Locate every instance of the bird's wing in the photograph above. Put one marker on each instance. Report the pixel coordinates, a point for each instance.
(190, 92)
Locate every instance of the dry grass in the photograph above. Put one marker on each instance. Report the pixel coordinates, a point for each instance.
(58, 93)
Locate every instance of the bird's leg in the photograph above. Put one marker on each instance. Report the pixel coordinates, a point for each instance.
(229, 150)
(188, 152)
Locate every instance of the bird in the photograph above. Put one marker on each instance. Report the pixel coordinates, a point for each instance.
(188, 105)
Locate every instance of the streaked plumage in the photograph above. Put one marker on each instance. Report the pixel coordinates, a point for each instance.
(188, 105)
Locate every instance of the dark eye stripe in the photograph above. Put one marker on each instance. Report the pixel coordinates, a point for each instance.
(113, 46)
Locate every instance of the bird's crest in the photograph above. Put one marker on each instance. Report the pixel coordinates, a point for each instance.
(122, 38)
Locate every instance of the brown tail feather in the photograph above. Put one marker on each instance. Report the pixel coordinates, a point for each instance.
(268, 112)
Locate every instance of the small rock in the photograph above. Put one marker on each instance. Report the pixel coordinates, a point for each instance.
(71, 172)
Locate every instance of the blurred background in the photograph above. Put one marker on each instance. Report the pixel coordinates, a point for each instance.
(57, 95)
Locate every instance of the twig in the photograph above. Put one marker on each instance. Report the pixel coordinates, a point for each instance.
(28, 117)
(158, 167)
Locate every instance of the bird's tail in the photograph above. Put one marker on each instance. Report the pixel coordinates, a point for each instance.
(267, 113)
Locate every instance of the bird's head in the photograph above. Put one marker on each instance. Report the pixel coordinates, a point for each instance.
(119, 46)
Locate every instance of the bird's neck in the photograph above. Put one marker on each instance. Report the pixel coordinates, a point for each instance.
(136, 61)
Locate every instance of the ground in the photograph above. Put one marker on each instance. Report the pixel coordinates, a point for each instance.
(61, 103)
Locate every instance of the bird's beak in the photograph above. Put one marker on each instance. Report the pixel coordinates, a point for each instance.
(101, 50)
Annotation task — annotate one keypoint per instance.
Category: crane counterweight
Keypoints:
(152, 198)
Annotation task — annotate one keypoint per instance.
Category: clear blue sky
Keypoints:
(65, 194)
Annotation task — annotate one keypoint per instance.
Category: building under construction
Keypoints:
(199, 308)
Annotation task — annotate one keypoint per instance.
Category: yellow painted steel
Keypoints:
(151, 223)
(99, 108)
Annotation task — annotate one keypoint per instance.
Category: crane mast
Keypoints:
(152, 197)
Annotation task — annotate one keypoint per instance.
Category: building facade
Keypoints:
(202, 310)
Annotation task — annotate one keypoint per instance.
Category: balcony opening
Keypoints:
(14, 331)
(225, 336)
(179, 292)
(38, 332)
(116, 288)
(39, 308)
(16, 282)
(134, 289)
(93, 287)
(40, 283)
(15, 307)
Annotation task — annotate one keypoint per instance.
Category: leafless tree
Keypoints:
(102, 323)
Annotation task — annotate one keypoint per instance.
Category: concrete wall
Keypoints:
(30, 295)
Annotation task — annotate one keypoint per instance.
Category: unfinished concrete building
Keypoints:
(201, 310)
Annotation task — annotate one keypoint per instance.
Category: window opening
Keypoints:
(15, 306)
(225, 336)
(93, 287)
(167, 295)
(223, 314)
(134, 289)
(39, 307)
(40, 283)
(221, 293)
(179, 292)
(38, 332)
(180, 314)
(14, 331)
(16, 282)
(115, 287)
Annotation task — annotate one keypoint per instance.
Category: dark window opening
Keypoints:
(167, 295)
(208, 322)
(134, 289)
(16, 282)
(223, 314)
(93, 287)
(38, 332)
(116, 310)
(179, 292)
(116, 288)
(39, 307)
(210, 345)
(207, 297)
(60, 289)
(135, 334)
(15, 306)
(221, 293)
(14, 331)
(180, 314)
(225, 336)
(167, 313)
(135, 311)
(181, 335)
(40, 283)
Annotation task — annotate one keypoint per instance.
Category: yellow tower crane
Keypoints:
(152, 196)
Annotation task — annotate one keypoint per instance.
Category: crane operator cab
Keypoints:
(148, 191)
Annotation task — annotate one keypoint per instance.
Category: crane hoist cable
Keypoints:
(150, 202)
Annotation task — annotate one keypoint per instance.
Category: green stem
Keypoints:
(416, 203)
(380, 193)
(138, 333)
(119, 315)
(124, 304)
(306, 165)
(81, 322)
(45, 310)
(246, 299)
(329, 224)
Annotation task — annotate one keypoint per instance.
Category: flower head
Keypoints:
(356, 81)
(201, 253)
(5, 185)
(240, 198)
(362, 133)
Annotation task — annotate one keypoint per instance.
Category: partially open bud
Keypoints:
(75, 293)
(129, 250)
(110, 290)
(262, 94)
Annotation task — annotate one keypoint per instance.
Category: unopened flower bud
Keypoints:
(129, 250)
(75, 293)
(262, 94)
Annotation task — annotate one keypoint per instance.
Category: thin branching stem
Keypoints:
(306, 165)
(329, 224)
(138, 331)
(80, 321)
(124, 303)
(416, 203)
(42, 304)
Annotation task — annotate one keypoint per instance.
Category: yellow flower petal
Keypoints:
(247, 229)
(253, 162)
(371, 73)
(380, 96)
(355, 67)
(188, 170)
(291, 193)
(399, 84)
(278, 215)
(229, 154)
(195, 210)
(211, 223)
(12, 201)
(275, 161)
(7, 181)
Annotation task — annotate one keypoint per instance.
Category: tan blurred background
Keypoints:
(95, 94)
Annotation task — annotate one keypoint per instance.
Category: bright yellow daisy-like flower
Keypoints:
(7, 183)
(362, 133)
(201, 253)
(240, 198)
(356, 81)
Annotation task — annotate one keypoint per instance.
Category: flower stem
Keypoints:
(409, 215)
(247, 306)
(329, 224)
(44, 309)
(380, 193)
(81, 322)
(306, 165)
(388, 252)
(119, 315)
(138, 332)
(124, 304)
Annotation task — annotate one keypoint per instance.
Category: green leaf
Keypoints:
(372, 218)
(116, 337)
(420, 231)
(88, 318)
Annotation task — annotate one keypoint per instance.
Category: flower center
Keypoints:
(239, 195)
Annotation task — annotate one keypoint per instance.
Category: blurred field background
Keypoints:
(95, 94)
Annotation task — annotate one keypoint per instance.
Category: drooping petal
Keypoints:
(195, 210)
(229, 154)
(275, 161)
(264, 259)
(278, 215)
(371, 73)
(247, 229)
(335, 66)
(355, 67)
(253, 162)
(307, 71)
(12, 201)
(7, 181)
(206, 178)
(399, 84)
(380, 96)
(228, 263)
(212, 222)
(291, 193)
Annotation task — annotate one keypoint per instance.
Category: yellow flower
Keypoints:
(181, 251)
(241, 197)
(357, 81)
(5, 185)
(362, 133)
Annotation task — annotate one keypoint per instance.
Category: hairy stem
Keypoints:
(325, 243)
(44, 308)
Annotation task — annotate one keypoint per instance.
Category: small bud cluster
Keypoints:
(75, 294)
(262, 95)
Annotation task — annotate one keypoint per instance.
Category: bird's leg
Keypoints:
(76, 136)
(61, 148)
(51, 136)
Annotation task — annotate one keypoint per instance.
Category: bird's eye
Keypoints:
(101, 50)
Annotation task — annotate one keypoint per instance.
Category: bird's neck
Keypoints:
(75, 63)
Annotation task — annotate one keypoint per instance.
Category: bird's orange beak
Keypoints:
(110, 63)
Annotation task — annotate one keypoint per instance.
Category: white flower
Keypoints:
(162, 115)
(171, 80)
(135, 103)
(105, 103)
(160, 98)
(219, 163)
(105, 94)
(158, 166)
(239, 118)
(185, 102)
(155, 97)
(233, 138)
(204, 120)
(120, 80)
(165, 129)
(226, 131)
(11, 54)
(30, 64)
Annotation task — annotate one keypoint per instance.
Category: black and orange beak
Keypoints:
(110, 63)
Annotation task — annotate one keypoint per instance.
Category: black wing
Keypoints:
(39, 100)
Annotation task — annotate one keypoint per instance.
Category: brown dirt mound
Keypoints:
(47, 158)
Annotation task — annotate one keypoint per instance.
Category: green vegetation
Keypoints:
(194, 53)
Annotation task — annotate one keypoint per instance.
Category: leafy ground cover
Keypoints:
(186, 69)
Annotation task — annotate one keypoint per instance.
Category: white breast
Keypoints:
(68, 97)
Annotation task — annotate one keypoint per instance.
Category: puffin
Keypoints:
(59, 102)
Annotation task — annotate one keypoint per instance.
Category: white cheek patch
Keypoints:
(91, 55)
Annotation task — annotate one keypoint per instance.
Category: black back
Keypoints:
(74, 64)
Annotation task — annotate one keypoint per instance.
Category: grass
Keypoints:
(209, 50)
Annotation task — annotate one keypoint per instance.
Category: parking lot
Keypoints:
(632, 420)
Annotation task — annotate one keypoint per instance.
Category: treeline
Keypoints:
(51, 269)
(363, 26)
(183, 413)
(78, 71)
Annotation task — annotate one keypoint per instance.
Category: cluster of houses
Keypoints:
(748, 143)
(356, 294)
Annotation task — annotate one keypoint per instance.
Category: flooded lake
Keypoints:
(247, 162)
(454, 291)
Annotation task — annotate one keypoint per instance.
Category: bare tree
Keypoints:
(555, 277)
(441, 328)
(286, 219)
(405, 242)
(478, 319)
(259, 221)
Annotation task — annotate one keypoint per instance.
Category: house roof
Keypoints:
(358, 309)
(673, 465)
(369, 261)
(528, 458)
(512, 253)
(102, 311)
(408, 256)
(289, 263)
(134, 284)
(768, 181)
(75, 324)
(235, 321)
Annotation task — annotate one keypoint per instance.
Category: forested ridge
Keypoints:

++++++++++

Your goal:
Would you copy every line from the listing above that has the string "orange" in it?

Exercise result:
Category: bird's orange beak
Category: black and orange beak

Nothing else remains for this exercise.